Please pull out every line below that contains the word "barge" and copy each one in full.
begin
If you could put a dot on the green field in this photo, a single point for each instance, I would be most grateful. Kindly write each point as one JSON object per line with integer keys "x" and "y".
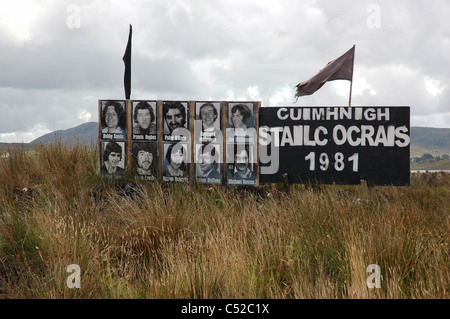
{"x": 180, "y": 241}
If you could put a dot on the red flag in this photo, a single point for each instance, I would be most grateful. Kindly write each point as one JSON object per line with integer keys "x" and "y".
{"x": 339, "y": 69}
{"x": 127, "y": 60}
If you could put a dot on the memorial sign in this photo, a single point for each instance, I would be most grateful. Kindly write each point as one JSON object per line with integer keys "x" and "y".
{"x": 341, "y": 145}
end
begin
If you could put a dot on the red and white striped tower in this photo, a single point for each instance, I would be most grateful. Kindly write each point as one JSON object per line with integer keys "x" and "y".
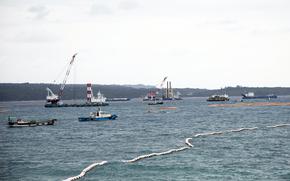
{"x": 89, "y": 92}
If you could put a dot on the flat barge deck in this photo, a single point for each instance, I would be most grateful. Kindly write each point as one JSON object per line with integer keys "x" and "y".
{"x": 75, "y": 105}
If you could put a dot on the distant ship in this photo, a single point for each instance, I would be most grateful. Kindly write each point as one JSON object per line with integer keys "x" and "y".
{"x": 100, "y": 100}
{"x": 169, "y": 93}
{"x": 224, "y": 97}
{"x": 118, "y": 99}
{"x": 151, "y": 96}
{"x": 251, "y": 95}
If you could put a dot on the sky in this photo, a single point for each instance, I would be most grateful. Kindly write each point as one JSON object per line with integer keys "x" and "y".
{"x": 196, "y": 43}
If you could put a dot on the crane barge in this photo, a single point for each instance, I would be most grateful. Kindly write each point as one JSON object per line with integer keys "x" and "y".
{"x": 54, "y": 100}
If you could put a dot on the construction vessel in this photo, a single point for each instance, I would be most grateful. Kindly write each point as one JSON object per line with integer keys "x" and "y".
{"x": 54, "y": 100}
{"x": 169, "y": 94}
end
#### [Finished task]
If you could put a dot on the flat barge deck in this photo, a single point for each instance, I would be most grateful. Kindly write each point as one JSON object per line with integer keys "x" and "y".
If you could put a dot on the crane barge in this photo, a single point for each instance, I would be most grateful. Kindly write each point as one JSON object per line with integer keys "x" and "y".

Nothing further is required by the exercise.